*PASSAGE SHOWN:*
But the creation of the Fourth International was a task of an entirely different historical magnitude—comparable only to Lenin’s creation of the Bolshevik Party. Trotsky represented the sole and irreplaceable human link in the Marxist chain of historical continuity. At a time of the most devastating defeats of the international working class and the monstrous degradation of Marxism at the hands of a bureaucracy armed not only with the resources of a powerful state, but also with the prestige of the October Revolution, Trotsky had to defend, under conditions of terrible isolation, the theoretical and political heritage of Marxism. With unflinching scientific objectivity, Trotsky explained the causes of the degeneration of the October Revolution and analyzed the contradictory nature of history’s greatest enigma, the Soviet Union.

The greatness of Trotsky’s theoretical work perhaps can be appreciated when one considers the astonishing immediacy of Trotsky’s writings and program. Without detracting from the monumental and enduring character of their work, it can be said that the political writings of Marx, Engels and Lenin all bear the stamp of their time, of the specific historical context and stage of the class struggle within which their work unfolded. In a general sense, that is, of course, true for Trotsky as well. And yet there is nothing “dated” about Trotsky’s works. It is hard to believe that his Revolution Betrayed was written 54 years ago, or the Transitional Program (the founding document of the Fourth International) 52 years ago. These remain contemporary political documents in the most concrete sense of the word. Even today, a thoughtful reader who studied only Trotsky’s Revolution Betrayed would have a far more profound and “up-to-date” understanding of the nature of the Gorbachev regime and the political implications of its perestroika than one who waded systematically through the hundreds of volumes produced on the subject by Sovietologists during the last five years.

*DIRECTIONS:*
a) List every person the passage about Trotsky names.
b) Set down the passage about Trotsky word for word, from "But the creation" up to and including "the Soviet Union.".
c) Answer these from the passage about Trotsky:
(i) What event is the creation of the Fourth International compared to?
(ii) How many years before the passage was written was Revolution Betrayed written?
(iii) Which document does the passage call the founding document of the Fourth International?
Draw only on the passage about Trotsky.

*SOURCE EXCERPT:*
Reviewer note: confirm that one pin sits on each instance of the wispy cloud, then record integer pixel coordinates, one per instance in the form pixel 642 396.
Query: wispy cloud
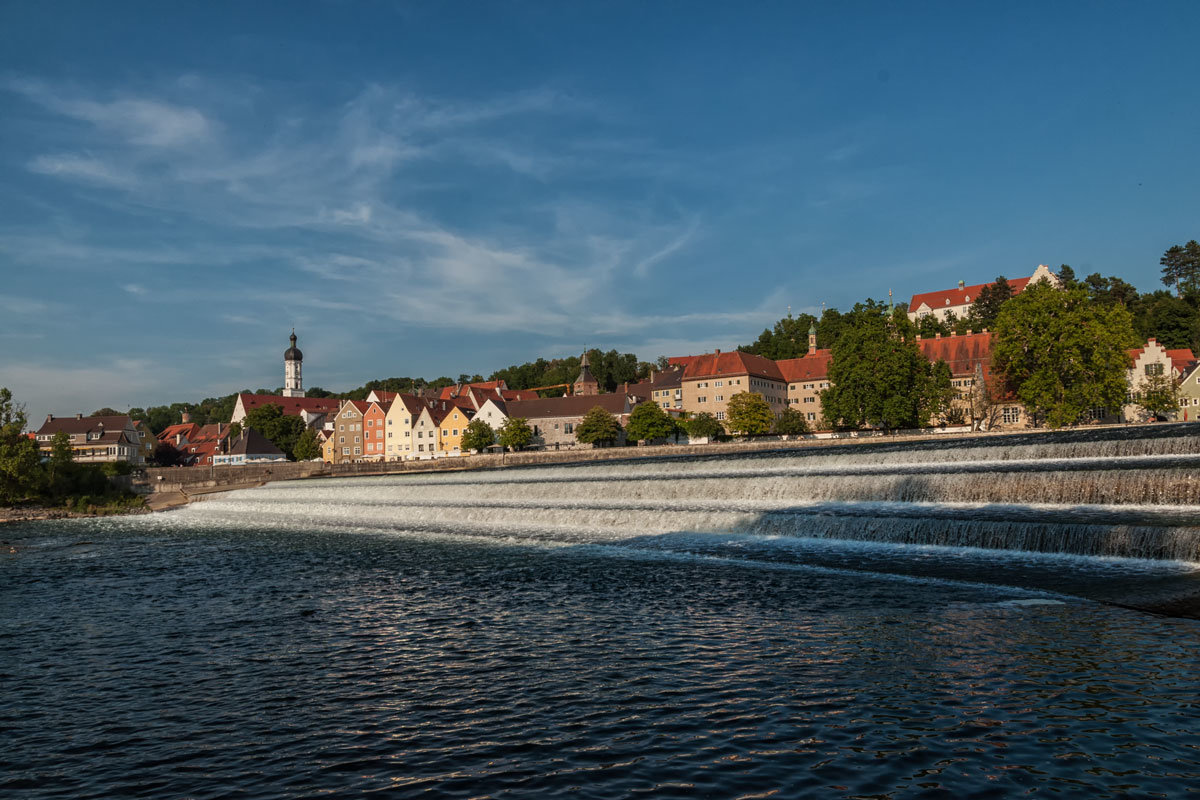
pixel 141 121
pixel 73 166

*OUTPUTS BY TASK:*
a) Lenin, Trotsky, Marx, Engels, Gorbachev

b)
But the creation of the Fourth International was a task of an entirely different historical magnitude—comparable only to Lenin’s creation of the Bolshevik Party. Trotsky represented the sole and irreplaceable human link in the Marxist chain of historical continuity. At a time of the most devastating defeats of the international working class and the monstrous degradation of Marxism at the hands of a bureaucracy armed not only with the resources of a powerful state, but also with the prestige of the October Revolution, Trotsky had to defend, under conditions of terrible isolation, the theoretical and political heritage of Marxism. With unflinching scientific objectivity, Trotsky explained the causes of the degeneration of the October Revolution and analyzed the contradictory nature of history’s greatest enigma, the Soviet Union.

c)
(i) Lenin's creation of the Bolshevik Party
(ii) 54 years
(iii) The Transitional Program